> **What is required**
Edit the entries below so that every "even-odd" reads "nonzero", with nothing else changed, and please omit the pictures from your answer.

— start Records shown —

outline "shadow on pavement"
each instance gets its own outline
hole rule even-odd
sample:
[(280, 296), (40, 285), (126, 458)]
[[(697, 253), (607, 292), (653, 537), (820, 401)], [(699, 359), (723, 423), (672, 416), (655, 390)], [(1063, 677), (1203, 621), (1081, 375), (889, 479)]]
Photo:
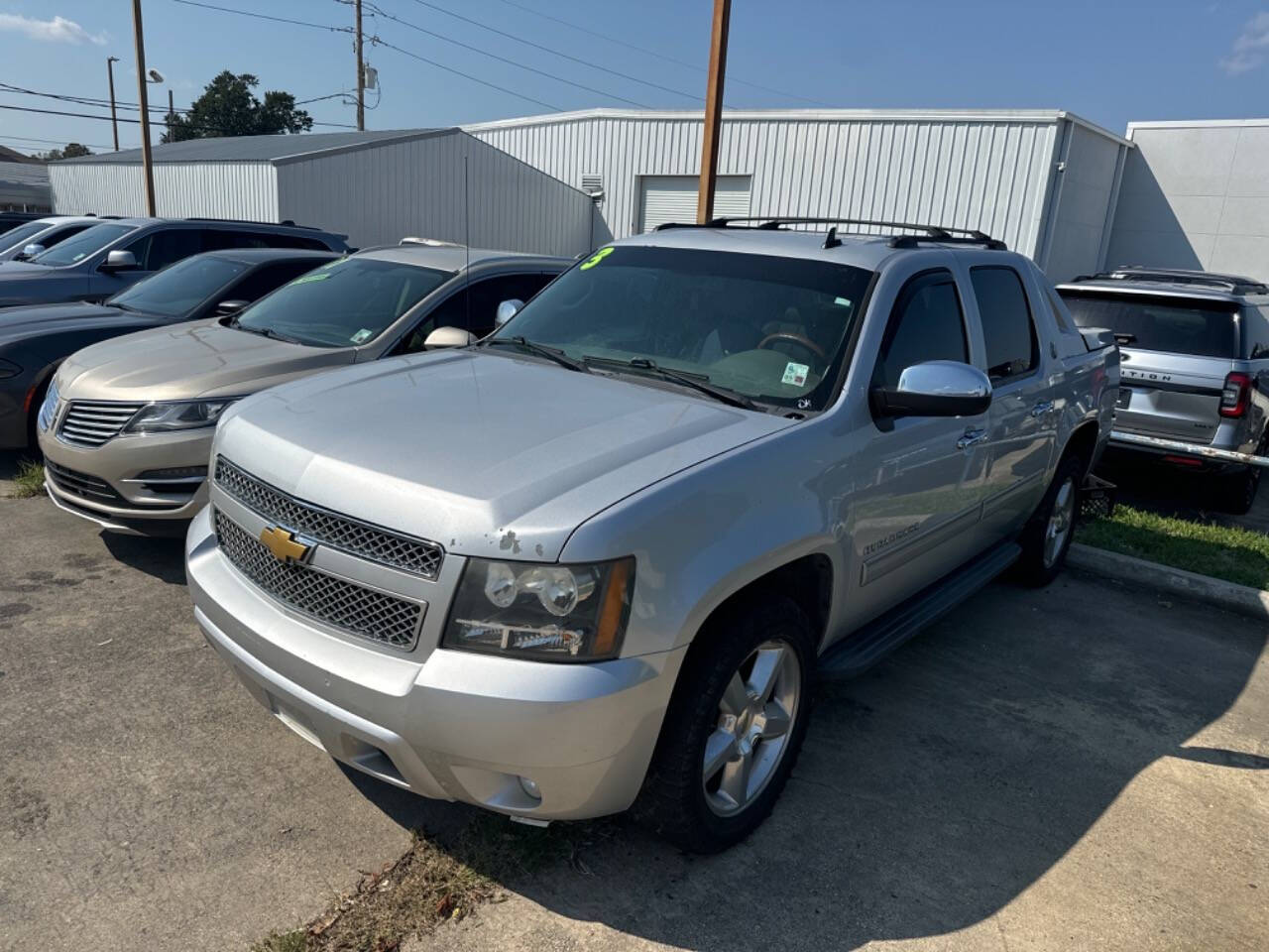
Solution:
[[(689, 857), (629, 824), (581, 826), (584, 872), (556, 863), (505, 885), (673, 947), (947, 934), (1036, 883), (1156, 759), (1269, 765), (1184, 746), (1239, 697), (1264, 644), (1255, 626), (1091, 579), (997, 584), (822, 688), (793, 777), (747, 842)], [(402, 825), (434, 816), (363, 790)]]

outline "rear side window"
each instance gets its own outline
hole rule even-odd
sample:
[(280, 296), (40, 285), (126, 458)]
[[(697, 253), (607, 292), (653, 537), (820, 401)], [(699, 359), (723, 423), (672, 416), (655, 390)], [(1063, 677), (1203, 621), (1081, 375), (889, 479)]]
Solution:
[(1066, 288), (1062, 300), (1080, 327), (1110, 330), (1121, 345), (1193, 357), (1239, 354), (1232, 302)]
[(971, 268), (970, 283), (978, 301), (991, 382), (1001, 383), (1034, 371), (1039, 364), (1036, 322), (1018, 272), (1001, 267)]
[(873, 386), (897, 387), (907, 367), (926, 360), (970, 360), (964, 314), (950, 272), (919, 274), (898, 292), (873, 368)]

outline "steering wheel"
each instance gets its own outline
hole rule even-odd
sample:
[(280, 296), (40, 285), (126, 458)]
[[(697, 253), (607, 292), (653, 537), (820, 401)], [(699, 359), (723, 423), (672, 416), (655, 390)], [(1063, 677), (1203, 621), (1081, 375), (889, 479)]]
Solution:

— end Records shown —

> **Answer to this task**
outline "shadow on pavement"
each instance gets its own outline
hole rule nonzero
sample:
[(280, 296), (40, 285), (126, 458)]
[[(697, 253), (607, 292), (653, 537), (820, 401)], [(699, 359), (723, 423), (672, 416), (655, 390)], [(1063, 677), (1203, 621), (1081, 375), (889, 479)]]
Photo:
Solution:
[[(689, 857), (629, 824), (581, 826), (584, 872), (556, 863), (505, 885), (673, 947), (947, 934), (1036, 883), (1156, 759), (1269, 765), (1184, 746), (1239, 697), (1264, 644), (1255, 626), (1091, 579), (997, 584), (822, 688), (793, 777), (747, 842)], [(402, 825), (434, 816), (363, 790)]]

outline "rear side window"
each instance gets its own outline
hole rule nonzero
sample:
[(280, 296), (40, 285), (126, 458)]
[[(697, 253), (607, 292), (653, 537), (820, 401)], [(699, 359), (723, 423), (672, 416), (655, 390)], [(1063, 677), (1203, 621), (1081, 375), (889, 479)]]
Solution:
[(1066, 288), (1062, 300), (1080, 327), (1110, 330), (1121, 345), (1193, 357), (1239, 354), (1232, 302)]
[(971, 268), (970, 283), (978, 301), (991, 382), (1001, 383), (1034, 371), (1039, 364), (1036, 322), (1018, 272), (1001, 267)]
[(873, 386), (897, 387), (907, 367), (926, 360), (970, 360), (964, 314), (950, 272), (919, 274), (898, 292), (873, 368)]

outline "steering wheel"
each instance gets its own outline
hole rule nonzero
sample:
[(280, 296), (40, 285), (126, 458)]
[[(697, 253), (607, 292), (653, 537), (820, 401)], [(699, 359), (723, 423), (672, 416), (655, 390)], [(1063, 677), (1203, 621), (1081, 375), (889, 479)]]
Solution:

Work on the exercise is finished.